• [WRITTEN REQUEST]: Collect every line of the listing below that contains the string "wooden", treating uppercase and lowercase letters as different.

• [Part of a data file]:
►

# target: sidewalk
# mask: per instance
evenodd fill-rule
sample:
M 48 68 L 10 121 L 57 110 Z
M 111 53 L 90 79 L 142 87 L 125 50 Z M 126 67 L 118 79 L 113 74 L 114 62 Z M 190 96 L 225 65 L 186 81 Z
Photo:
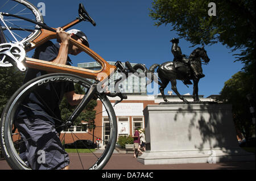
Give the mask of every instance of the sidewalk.
M 123 153 L 125 150 L 115 150 L 104 170 L 255 170 L 255 162 L 225 162 L 216 163 L 187 163 L 173 165 L 144 165 L 133 158 L 132 153 Z M 97 150 L 95 153 L 100 153 L 102 150 Z M 119 153 L 119 152 L 122 153 Z M 75 154 L 69 155 L 71 160 L 78 160 Z M 71 162 L 71 170 L 80 169 L 79 164 Z M 10 170 L 6 161 L 0 159 L 0 170 Z

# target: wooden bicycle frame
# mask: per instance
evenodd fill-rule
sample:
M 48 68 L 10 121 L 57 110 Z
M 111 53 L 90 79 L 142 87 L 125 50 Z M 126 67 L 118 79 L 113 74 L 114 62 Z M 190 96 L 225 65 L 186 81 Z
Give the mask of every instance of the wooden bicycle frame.
M 76 19 L 61 28 L 64 30 L 66 30 L 81 21 L 82 21 L 81 19 Z M 56 28 L 53 29 L 56 30 Z M 30 42 L 31 47 L 26 49 L 26 52 L 33 49 L 48 40 L 56 38 L 56 33 L 55 32 L 47 30 L 43 28 L 41 28 L 40 31 L 40 33 Z M 93 79 L 103 82 L 105 82 L 105 81 L 106 80 L 107 78 L 117 69 L 115 66 L 109 64 L 101 56 L 85 45 L 80 43 L 73 38 L 71 38 L 70 41 L 72 45 L 77 47 L 81 50 L 85 52 L 98 62 L 101 65 L 101 69 L 97 71 L 92 70 L 28 57 L 26 57 L 24 64 L 25 66 L 28 68 L 46 70 L 48 72 L 68 73 L 74 74 L 84 78 Z

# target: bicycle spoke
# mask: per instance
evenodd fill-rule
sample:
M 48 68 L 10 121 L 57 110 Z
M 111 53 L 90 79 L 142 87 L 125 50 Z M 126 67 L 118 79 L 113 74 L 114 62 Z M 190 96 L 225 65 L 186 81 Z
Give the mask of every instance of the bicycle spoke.
M 10 1 L 10 0 L 8 0 L 7 1 L 6 1 L 6 2 L 5 4 L 3 4 L 3 6 L 2 6 L 0 7 L 0 10 L 1 10 L 3 7 L 5 7 L 5 6 L 6 5 L 6 4 L 7 4 L 9 1 Z

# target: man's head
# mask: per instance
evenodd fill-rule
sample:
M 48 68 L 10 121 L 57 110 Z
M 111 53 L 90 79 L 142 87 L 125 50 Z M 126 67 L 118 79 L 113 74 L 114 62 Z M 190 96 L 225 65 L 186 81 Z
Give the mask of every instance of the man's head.
M 70 34 L 72 38 L 75 39 L 80 43 L 82 43 L 88 47 L 89 47 L 88 41 L 87 40 L 87 37 L 81 31 L 76 29 L 72 29 L 68 31 L 67 32 Z M 78 47 L 75 45 L 73 45 L 71 47 L 71 48 L 72 49 L 72 51 L 70 52 L 70 54 L 71 54 L 77 55 L 81 52 L 81 50 L 78 48 Z

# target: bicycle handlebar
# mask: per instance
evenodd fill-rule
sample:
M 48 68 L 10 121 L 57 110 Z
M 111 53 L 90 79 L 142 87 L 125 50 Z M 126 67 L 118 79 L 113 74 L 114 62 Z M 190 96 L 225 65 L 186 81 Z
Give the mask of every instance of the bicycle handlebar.
M 79 16 L 81 19 L 83 19 L 84 20 L 89 21 L 90 23 L 92 24 L 92 25 L 93 25 L 93 26 L 96 26 L 96 23 L 95 23 L 95 21 L 90 16 L 89 14 L 85 10 L 84 5 L 82 3 L 79 4 Z

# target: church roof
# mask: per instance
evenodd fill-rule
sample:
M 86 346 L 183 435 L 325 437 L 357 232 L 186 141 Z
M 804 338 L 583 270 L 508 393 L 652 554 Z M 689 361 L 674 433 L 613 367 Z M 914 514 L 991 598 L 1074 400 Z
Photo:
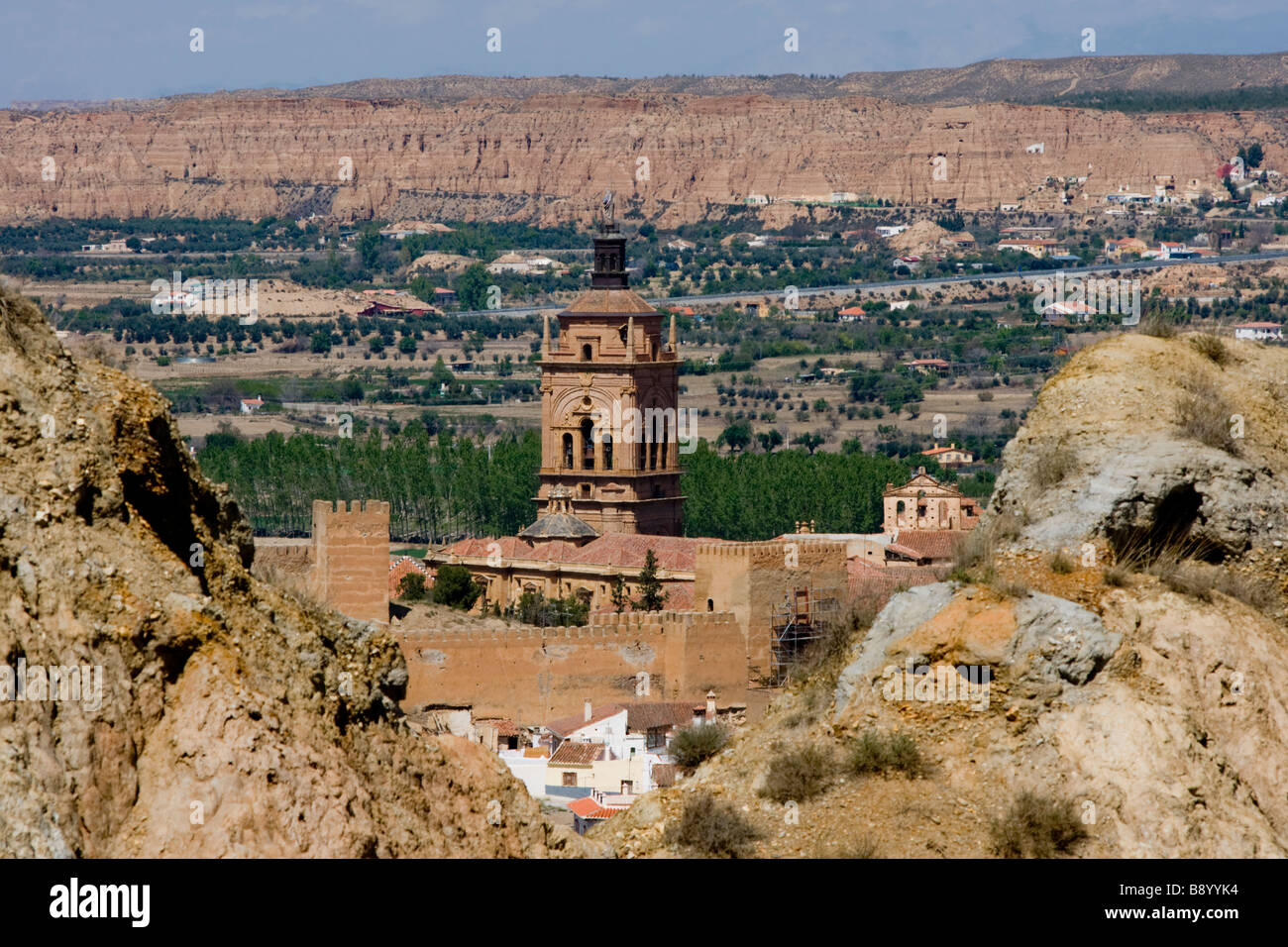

◄

• [FINAL ANSWER]:
# target: wooden bicycle frame
Give the mask of every instance of the wooden bicycle frame.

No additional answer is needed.